The meeting is drawn out further when Nancy, suddenly nauseous, vomits across the Longstreet’s coffee table, on which there are several expensive art books. As Penelope’s already nervous disposition deteriorates, the afternoon starts to go downhill, particularly when Michael introduces a bottle of Scotch.
Couples turn on each other, husbands scream at wives, the women laugh at the men.
Carnage is based on the play God of Carnage by Yasmina Reza (who also co-wrote the screenplay). However, there is no attempt to hide its stage bound origins, with the entire movie (barring the short scenes that bookend the film) taking place in the one apartment. For me this worked in the movie’s favour, adding a claustrophobic effect – for the characters, there is no escape, only endurance.

Data excerpts:
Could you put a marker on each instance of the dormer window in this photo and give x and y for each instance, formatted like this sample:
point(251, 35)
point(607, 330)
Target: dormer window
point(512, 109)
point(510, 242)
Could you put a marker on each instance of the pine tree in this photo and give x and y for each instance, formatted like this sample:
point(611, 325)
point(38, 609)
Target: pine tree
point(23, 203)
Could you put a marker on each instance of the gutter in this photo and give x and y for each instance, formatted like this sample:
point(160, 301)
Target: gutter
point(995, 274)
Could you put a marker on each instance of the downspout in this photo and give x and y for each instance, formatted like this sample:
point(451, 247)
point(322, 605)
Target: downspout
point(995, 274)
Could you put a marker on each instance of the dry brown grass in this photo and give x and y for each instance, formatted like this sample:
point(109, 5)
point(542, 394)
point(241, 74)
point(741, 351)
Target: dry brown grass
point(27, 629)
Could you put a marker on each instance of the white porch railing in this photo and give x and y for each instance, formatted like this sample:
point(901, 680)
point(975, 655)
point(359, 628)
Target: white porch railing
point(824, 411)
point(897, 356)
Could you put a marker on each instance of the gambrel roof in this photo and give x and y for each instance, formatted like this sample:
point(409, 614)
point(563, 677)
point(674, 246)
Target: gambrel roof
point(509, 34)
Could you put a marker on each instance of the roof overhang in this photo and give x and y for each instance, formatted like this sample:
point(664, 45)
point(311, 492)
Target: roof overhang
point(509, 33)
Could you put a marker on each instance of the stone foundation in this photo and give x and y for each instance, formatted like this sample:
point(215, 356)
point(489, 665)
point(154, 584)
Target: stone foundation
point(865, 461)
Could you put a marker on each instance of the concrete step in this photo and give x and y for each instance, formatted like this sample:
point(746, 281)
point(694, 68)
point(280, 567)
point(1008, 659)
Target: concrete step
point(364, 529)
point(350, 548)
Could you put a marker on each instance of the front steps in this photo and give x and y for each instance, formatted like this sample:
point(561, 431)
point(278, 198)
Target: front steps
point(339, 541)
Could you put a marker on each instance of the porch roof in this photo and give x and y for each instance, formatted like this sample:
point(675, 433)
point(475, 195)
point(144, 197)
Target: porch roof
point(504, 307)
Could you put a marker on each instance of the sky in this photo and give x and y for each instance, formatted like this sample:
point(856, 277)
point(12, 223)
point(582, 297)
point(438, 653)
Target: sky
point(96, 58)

---

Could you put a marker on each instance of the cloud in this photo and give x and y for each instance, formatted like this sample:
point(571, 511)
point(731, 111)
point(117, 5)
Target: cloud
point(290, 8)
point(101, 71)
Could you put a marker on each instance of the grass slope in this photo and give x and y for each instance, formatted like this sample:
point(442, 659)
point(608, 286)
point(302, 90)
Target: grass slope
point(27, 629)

Exercises:
• a. Can you count the lines in the records that contain the string "foundation" and give only the number?
• b. Could you continue the text about the film Carnage from where it stops?
The text and the records are two separate pieces of material.

Outputs for the tasks:
• a. 2

• b.
The pleasures of Carnage are watching Foster and Winslet – two of the best female actors of the past 20-30 years – in full flight. Jodie Foster’s transformation from genial host to apoplectic wreck is amazing. But Reilly and Waltz are no slouches either. Waltz plays his cynical lawyer with relish, as though amused with the havoc he is helping to wreak. Reilly too, reveals himself to be far from the friendly host he might seem.
Carnage will make you laugh and squirm – often at the same time. It’s a small, intelligent film with great dialogue and superb acting. If you prefer guns, robots and car chases, I’d suggest you stay away; otherwise it’s definitely worth seeing.
Stick around for the end credits too, as you’ll notice the two sons reconciling in their own way, suggesting that perhaps we unlearn as we grow older, and not the other way around.